:: Point localization data ::
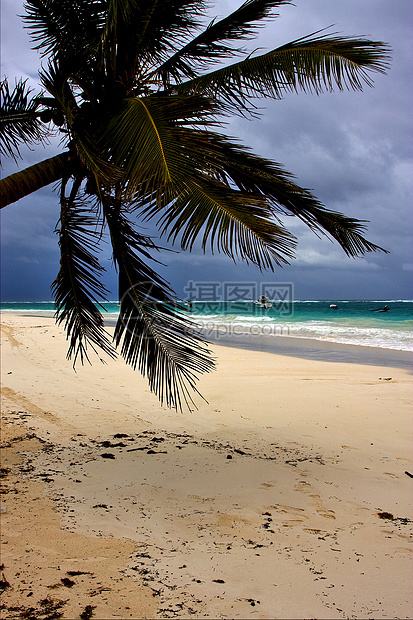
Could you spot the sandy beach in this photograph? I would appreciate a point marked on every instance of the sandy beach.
(285, 495)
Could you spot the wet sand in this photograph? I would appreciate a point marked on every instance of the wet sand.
(285, 496)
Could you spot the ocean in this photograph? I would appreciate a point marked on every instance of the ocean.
(352, 322)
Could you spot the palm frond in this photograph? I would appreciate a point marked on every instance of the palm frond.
(24, 182)
(213, 42)
(77, 289)
(239, 224)
(311, 64)
(19, 118)
(138, 141)
(156, 339)
(72, 27)
(235, 166)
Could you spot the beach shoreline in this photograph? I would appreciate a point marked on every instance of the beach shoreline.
(292, 473)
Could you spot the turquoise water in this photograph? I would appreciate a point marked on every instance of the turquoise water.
(354, 322)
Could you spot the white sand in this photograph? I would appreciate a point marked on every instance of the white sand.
(286, 528)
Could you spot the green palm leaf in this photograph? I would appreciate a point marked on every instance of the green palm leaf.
(310, 64)
(77, 289)
(255, 175)
(19, 118)
(236, 223)
(24, 182)
(157, 340)
(210, 44)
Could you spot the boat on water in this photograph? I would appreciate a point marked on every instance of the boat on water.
(263, 302)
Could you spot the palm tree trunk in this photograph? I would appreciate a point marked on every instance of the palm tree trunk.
(29, 180)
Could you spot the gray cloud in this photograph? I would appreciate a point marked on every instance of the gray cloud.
(354, 150)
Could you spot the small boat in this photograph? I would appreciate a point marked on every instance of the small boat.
(263, 302)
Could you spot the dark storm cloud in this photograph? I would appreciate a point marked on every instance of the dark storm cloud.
(353, 150)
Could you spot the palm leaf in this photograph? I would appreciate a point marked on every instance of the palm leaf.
(138, 141)
(72, 27)
(77, 289)
(19, 118)
(239, 224)
(254, 175)
(210, 44)
(29, 180)
(157, 340)
(310, 64)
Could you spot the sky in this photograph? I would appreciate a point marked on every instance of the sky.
(353, 150)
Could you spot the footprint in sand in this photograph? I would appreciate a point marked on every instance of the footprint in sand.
(327, 514)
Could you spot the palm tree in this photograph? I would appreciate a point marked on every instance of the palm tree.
(138, 90)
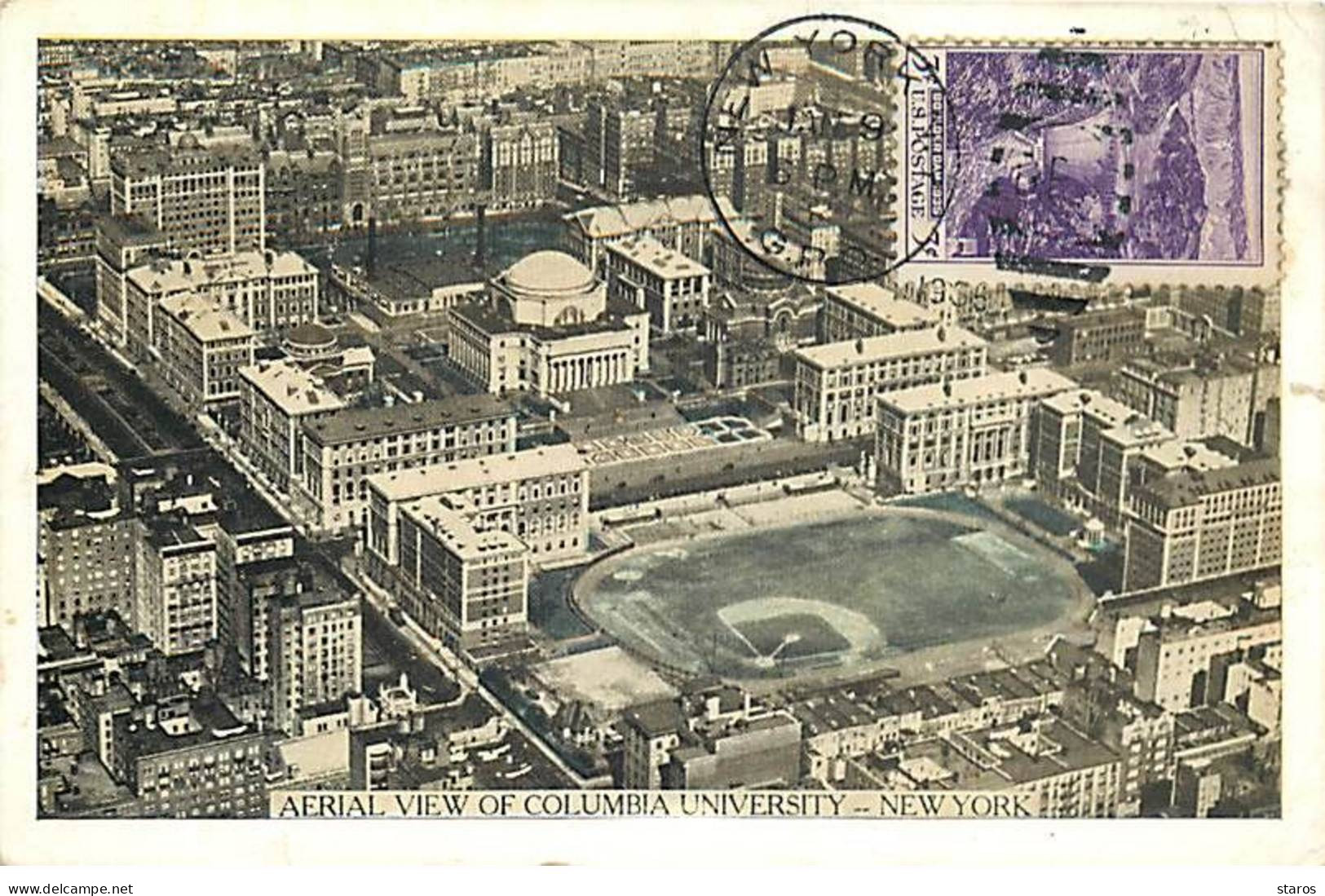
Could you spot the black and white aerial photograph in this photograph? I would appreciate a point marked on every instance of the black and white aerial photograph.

:: Assigned task ::
The complete set of records should be written out again, pictures excluded.

:: Solution to this task ::
Could you spot the sandy beach in this photograph? I would appreciate a point marked on every instance of the sandy beach.
(285, 495)
Could you spot the wet sand in this photograph? I would appreciate a point marked on every instance of the wet sand.
(285, 496)
Could you spot the ocean in this photograph? I would appreciate a point marked on every instance of the ocean.
(352, 322)
Could you spot the palm frond in this photograph? I would appreciate a point marked on every instance of the palm frond.
(24, 182)
(213, 42)
(77, 289)
(239, 224)
(311, 64)
(19, 118)
(138, 141)
(156, 339)
(72, 27)
(235, 166)
Could you spot the beach shoreline in this photograph? I would appreciate a point marked on every instance of the beach shoreline.
(292, 473)
Could you spot the turquoise water in this photograph? I would appreciate a point marked on every instance of the turquoise water.
(354, 322)
Could you spot the white sand in this photograph? I would appreciate a point marked on every instance of the white sand.
(286, 528)
Could you spot the green palm leaf in this photograph? I would appreciate a point marked on every instance of the green palm leaf.
(310, 64)
(77, 289)
(255, 175)
(19, 118)
(236, 223)
(24, 182)
(157, 340)
(210, 44)
Could you spot the boat on water in this photograph? I would appreciate a point marked on every instance of the boat on water.
(263, 302)
Could you spot the palm tree trunk in this photograph? I would appreciate a point marked on every instance of the palm tree trunk.
(29, 180)
Could you spot the gray cloud in this photograph? I would appreciate a point marked on every instance of the gray cloud.
(354, 150)
Could you spot the small boat in this photograph? I would appreciate a point marked on every instance of the small boat.
(263, 302)
Could you spot the dark storm cloud in this photograph? I would appreciate a point marked on every instance of the dark storm cloud.
(353, 150)
Could you spot the palm leaf in this photograph? I would appreciate a point marked on every instance of the palm leaf.
(138, 141)
(72, 27)
(77, 289)
(19, 118)
(239, 224)
(254, 175)
(210, 44)
(29, 180)
(157, 340)
(310, 64)
Could you spot the sky in this photograph? I would appreciate a point marked on every instance of the sky.
(353, 150)
Could you spot the footprint in sand in this photograph? I would appreciate a point marked on every instance of the footprint in sand.
(327, 514)
Could you spot the palm tree in this photograph? I would appreciate a point marked on every instance of the palm tree.
(138, 90)
Could you spot the black and white aerial photograph in this photograph? I would appreciate a point marked on every instance of the black and white aerial photograph.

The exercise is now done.